*** DATA RECORDS ***

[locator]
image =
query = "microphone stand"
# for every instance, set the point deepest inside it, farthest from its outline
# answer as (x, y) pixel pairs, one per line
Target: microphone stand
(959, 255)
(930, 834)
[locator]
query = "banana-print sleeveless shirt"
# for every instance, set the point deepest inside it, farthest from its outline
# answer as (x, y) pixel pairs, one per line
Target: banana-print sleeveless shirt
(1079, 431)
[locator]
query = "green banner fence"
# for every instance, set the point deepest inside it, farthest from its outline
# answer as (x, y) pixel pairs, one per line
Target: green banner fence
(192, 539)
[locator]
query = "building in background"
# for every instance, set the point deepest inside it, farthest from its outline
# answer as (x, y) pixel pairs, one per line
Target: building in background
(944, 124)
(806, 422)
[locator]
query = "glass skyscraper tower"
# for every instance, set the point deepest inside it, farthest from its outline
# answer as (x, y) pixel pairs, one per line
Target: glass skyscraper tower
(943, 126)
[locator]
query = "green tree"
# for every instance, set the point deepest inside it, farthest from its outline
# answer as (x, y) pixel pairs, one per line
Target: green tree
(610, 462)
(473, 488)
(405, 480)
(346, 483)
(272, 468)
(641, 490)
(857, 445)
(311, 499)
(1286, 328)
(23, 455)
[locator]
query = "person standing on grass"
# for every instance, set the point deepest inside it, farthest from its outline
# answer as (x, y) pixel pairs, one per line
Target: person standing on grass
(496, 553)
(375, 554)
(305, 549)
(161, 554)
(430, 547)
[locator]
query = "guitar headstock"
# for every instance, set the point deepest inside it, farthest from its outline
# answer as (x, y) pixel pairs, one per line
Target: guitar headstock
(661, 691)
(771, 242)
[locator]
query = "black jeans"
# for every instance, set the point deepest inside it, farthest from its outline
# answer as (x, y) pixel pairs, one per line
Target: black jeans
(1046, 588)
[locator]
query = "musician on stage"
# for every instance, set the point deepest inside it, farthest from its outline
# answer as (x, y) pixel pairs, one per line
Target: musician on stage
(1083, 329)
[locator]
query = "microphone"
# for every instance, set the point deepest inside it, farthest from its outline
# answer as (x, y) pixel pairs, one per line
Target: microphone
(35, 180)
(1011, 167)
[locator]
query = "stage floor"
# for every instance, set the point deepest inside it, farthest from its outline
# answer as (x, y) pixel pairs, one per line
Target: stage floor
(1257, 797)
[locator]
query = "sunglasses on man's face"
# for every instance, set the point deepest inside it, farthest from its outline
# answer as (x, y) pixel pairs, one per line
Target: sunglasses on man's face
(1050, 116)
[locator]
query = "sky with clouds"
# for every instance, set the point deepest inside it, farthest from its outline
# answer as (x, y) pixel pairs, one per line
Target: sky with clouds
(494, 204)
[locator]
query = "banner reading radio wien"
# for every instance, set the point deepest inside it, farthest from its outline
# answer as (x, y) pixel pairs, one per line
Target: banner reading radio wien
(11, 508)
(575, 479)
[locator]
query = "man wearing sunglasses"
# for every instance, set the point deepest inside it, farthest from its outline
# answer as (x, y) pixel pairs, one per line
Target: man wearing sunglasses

***

### [WHAT THE TASK REQUIRES]
Turn every line of the material above into a JSON list of strings, one string per line, and leave out blank lines.

### [WRITTEN SOLUTION]
[
  "[locator]",
  "image =",
  "query = \"microphone stand\"",
  "# for every instance, set the point deepest inside it, farthest from its outline",
  "# answer as (x, y) pixel pairs, one per line",
  "Target: microphone stand",
  "(959, 255)",
  "(930, 834)",
  "[locator]",
  "query = \"banana-print sleeveless shirt\"",
  "# for every instance, set the point deepest inside it, farthest from its outline",
  "# answer as (x, y) pixel pairs, one per line",
  "Target: banana-print sleeveless shirt",
  "(1079, 431)",
  "[locator]",
  "query = \"green banner fence\"",
  "# for every instance, set the point deepest inside it, farthest from its outline",
  "# answer as (x, y) pixel pairs, one per line",
  "Target: green banner fence",
  "(192, 539)",
  "[locator]",
  "query = \"building in background\"",
  "# for every instance, set the point deepest inside it, farthest from its outline",
  "# answer as (x, y) pixel pairs, one per line",
  "Target: building in background",
  "(944, 124)",
  "(806, 422)",
  "[locator]",
  "query = \"glass skyscraper tower\"",
  "# for every instance, set the point deepest inside it, farthest from its outline",
  "# answer as (x, y) pixel pairs, one per line",
  "Target: glass skyscraper tower",
  "(943, 126)",
  "[locator]",
  "query = \"green tree\"",
  "# for every instance, set the point deepest inside it, farthest from its outline",
  "# answer as (x, y) pixel pairs, one per line",
  "Target: green tree",
  "(610, 462)",
  "(473, 488)",
  "(405, 480)",
  "(346, 483)",
  "(272, 468)",
  "(641, 490)",
  "(857, 445)",
  "(311, 499)",
  "(1286, 328)",
  "(23, 455)",
  "[locator]",
  "query = \"person standing on grass\"",
  "# for every instance, set the point deepest inside it, farthest from its outline",
  "# answer as (x, y) pixel pairs, one per line",
  "Target: person standing on grass",
  "(496, 553)",
  "(375, 554)",
  "(305, 549)",
  "(161, 554)",
  "(430, 547)",
  "[locator]",
  "query = \"guitar headstock\"",
  "# for every instance, set the point deepest inside it, farthest from its outline",
  "# answer as (x, y) pixel pairs, one per line",
  "Target: guitar headstock",
  "(661, 691)",
  "(771, 242)",
  "[locator]",
  "query = \"black jeans\"",
  "# for every instance, set the point deepest inside it, farthest from its outline",
  "# answer as (x, y) pixel pairs, one per line",
  "Target: black jeans",
  "(1046, 588)",
  "[locator]",
  "query = \"musician on stage\"",
  "# for every instance, set the point deepest inside it, farthest from its outline",
  "# answer as (x, y) pixel pairs, one per line",
  "Target: musician on stage",
  "(1083, 329)",
  "[locator]",
  "query = \"microphone\"",
  "# for every instance, set the point deepest inside it, farthest from its outline",
  "# answer as (x, y) pixel pairs, one per line",
  "Target: microphone",
  "(35, 180)",
  "(1011, 167)",
  "[locator]",
  "query = \"stage floor\"",
  "# for every instance, set the point deepest inside it, farthest from its outline",
  "# answer as (x, y) pixel pairs, one per line",
  "Target: stage floor",
  "(1257, 797)",
  "[locator]",
  "query = \"sunglasses on man's face\"",
  "# for every instance, set the point deepest inside it, farthest from its outline",
  "# answer as (x, y) pixel pairs, one per line",
  "Target: sunglasses on man's face",
  "(1050, 116)",
  "[locator]",
  "query = \"sky with clouds\"",
  "# for every instance, set the point deepest inside it, farthest from its outline",
  "# answer as (x, y) pixel pairs, one per line",
  "Target: sky with clouds",
  "(494, 204)",
  "[locator]",
  "query = \"banner reading radio wien\"",
  "# for every instance, set the point deepest inside it, farthest from its outline",
  "# answer as (x, y) pixel pairs, one per line",
  "Target: banner reading radio wien",
  "(11, 508)",
  "(575, 479)",
  "[locator]",
  "query = \"man wearing sunglasses\"",
  "# for every instance, set the point deepest inside it, farthest from its outline",
  "# answer as (x, y) pixel pairs, one per line",
  "Target: man wearing sunglasses"
]